GIVEN TASK
Turn the data below, from the line containing "the wooden deck" through the end of the data, into a JSON list of strings with one string per line and blank lines left out.

Named-object point data:
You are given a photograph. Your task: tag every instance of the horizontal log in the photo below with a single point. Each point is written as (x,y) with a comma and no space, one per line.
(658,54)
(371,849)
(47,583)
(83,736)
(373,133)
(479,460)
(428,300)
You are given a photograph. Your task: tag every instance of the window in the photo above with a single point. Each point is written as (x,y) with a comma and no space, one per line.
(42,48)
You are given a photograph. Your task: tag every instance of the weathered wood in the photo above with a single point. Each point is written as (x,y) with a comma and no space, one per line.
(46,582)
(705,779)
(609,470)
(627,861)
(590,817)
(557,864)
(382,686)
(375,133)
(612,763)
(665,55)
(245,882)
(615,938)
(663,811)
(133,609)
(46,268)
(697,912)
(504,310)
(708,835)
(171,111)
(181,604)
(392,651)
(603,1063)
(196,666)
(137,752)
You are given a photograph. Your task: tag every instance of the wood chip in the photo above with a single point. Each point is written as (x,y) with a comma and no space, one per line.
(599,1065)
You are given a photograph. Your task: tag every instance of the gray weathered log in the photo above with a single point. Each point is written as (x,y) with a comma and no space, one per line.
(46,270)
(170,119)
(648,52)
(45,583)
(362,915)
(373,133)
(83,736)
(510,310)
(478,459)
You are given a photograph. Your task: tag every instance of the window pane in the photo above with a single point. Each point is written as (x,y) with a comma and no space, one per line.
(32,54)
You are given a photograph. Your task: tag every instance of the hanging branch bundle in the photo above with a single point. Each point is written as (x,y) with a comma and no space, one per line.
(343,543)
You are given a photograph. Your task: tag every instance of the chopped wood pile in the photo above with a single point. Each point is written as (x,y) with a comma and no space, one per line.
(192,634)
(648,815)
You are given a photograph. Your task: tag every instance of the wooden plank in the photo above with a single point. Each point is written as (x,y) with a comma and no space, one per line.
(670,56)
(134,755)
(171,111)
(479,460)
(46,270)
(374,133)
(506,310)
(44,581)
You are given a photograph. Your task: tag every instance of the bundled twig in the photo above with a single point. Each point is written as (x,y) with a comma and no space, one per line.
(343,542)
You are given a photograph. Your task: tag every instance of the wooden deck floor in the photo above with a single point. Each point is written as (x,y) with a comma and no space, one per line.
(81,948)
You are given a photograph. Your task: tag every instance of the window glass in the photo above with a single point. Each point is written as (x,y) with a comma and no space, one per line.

FINISHED TASK
[
  "You are given a photograph. Your task: tag every instance of the wooden deck floor in the photo above with a single point. Each point is written as (x,y) with a comma and no space, one per line.",
  "(81,948)",
  "You are given a photograph. Your task: tag every instance of the window glass in the photo above with a single point. Each point is written as (x,y) with a comma and no space, one per line."
]